** BEGIN Data **
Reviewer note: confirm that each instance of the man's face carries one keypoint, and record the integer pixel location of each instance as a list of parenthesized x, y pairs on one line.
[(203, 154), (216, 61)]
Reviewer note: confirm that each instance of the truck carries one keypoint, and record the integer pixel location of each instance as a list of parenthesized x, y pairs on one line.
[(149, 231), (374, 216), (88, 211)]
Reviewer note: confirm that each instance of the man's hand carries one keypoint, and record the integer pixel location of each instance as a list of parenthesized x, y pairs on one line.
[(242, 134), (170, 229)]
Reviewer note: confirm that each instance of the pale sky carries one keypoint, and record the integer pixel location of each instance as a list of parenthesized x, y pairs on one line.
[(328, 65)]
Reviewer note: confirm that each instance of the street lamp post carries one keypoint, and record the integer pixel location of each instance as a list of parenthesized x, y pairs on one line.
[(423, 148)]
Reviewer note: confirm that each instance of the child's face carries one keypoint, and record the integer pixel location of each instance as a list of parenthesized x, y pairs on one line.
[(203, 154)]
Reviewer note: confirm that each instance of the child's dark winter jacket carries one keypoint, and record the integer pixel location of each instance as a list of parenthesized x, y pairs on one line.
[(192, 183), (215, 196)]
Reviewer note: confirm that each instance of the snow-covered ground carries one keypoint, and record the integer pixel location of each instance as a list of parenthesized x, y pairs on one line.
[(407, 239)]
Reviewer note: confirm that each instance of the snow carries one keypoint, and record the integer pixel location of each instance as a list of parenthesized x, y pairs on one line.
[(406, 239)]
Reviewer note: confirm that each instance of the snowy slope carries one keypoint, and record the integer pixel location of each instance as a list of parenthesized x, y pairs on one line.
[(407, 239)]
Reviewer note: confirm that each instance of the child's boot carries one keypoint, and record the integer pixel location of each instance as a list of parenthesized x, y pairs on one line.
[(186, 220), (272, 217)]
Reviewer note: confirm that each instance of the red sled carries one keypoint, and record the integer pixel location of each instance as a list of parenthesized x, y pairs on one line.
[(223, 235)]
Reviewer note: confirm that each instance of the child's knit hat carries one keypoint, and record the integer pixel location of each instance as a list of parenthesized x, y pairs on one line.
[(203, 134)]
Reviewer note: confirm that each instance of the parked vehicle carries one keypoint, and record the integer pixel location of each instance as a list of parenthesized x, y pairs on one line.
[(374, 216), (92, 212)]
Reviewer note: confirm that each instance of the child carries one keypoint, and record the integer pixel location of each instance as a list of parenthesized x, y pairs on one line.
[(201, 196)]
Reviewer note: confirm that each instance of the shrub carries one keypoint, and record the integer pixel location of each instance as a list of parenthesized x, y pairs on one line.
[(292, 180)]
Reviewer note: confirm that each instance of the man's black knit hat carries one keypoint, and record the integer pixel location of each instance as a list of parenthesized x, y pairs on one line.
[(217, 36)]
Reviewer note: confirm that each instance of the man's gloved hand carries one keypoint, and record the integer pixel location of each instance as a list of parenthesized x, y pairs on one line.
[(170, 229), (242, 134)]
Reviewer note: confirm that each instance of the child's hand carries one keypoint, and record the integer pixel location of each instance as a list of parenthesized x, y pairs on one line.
** END Data **
• Instructions to follow
Format all of the entries above as a numbered list, leaving out any blank lines.

• Exercise response
1. Reviewer note: confirm that each instance of the man's face carries one keypoint, and record the integer pixel location of each instance as a list of parenthesized x, y pairs on one line.
2. [(203, 154), (216, 61)]
3. Reviewer note: confirm that each instance of the truck carries one keypoint, and record the integer pixel location of each instance as a list of parenthesized x, y pairs on one line.
4. [(149, 231), (374, 216), (88, 211)]
5. Reviewer note: confirm that each instance of the man's hand carries one keypoint, and record the integer pixel location of each instance as a list of parenthesized x, y pairs on one line.
6. [(242, 134), (170, 229)]
7. Reviewer note: confirm that each instance of the pale sky carries one keypoint, and record the integer pixel location of each instance as a list of parenthesized x, y pairs on one line.
8. [(328, 65)]
9. Reviewer note: confirm that each instance of the street lamp post carries one keypoint, and record the integer pixel location of each instance as a list of parenthesized x, y pairs on one line.
10. [(423, 148)]
11. Reviewer note: confirm that each instance of the child's face carries one keypoint, and record the integer pixel location of each instance as a list of parenthesized x, y pairs on one line.
12. [(203, 154)]
13. Reviewer note: confirm that each instance of the child's dark winter jacket carries one keypoint, and record the integer pixel location of each instance as a list of parenthesized x, y pairs on one line.
14. [(192, 183), (215, 196)]
15. Reviewer note: confirm that each instance of the snow-covered ground carries one keypoint, and record the integer pixel location of each instance as a list of parenthesized x, y pairs on one line.
16. [(407, 239)]
17. Reviewer note: confirm that each instance of the snow carries one keypoint, and record the integer pixel location of each instance as a list of parenthesized x, y pairs on one line.
18. [(406, 239)]
19. Reviewer note: confirm that each instance of the snowy slope carries one keypoint, and record the integer pixel location of each instance as a list of parenthesized x, y pairs on one line.
20. [(407, 239)]
21. Reviewer note: confirm that each instance of the child's boot carries one keypoint, and record the integer pixel location of each instance as a list of parenthesized x, y pairs on one line.
22. [(186, 220), (272, 217)]
23. Reviewer note: confirm that each instance of the red sled carries one keypoint, and record the integer pixel location of each instance as a list of parenthesized x, y pairs on one line.
24. [(223, 235)]
25. Reviewer note: confirm that each instance of the child's knit hat carries one keypoint, and record the integer pixel location of each instance as a list of parenthesized x, y pairs on one line.
26. [(203, 134)]
27. Reviewer note: confirm that each instance of the parked vehicle carries one keypoint, and record the integer pixel location of each instance as a list of parenthesized x, y pairs on one line.
28. [(374, 216), (92, 212)]
29. Reviewer note: confirm that each instance of the child carries one keypoint, and record the integer pixel location of each instance as a list of parenthesized x, y pairs on one line.
30. [(201, 196)]
31. Reviewer note: confirm that each instance of the shrub carries one keypoint, and record the integer pixel location of each instance as a list of parenthesized x, y pairs on one line.
32. [(292, 180)]
33. Reviewer note: confirm that each instance of the man's black knit hat carries one keypoint, and record the integer pixel location of each instance as a list of parenthesized x, y pairs on one line.
34. [(217, 36)]
35. Reviewer note: confirm that each instance of the man's gloved hand carries one keypoint, and record the integer pixel location of each instance as a list of parenthesized x, y pairs on one line.
36. [(170, 229), (242, 134)]
37. Reviewer note: confirm that each instance of the child's hand carries one keypoint, and record the integer pixel location of each instance as a list of parenthesized x, y pairs on one line.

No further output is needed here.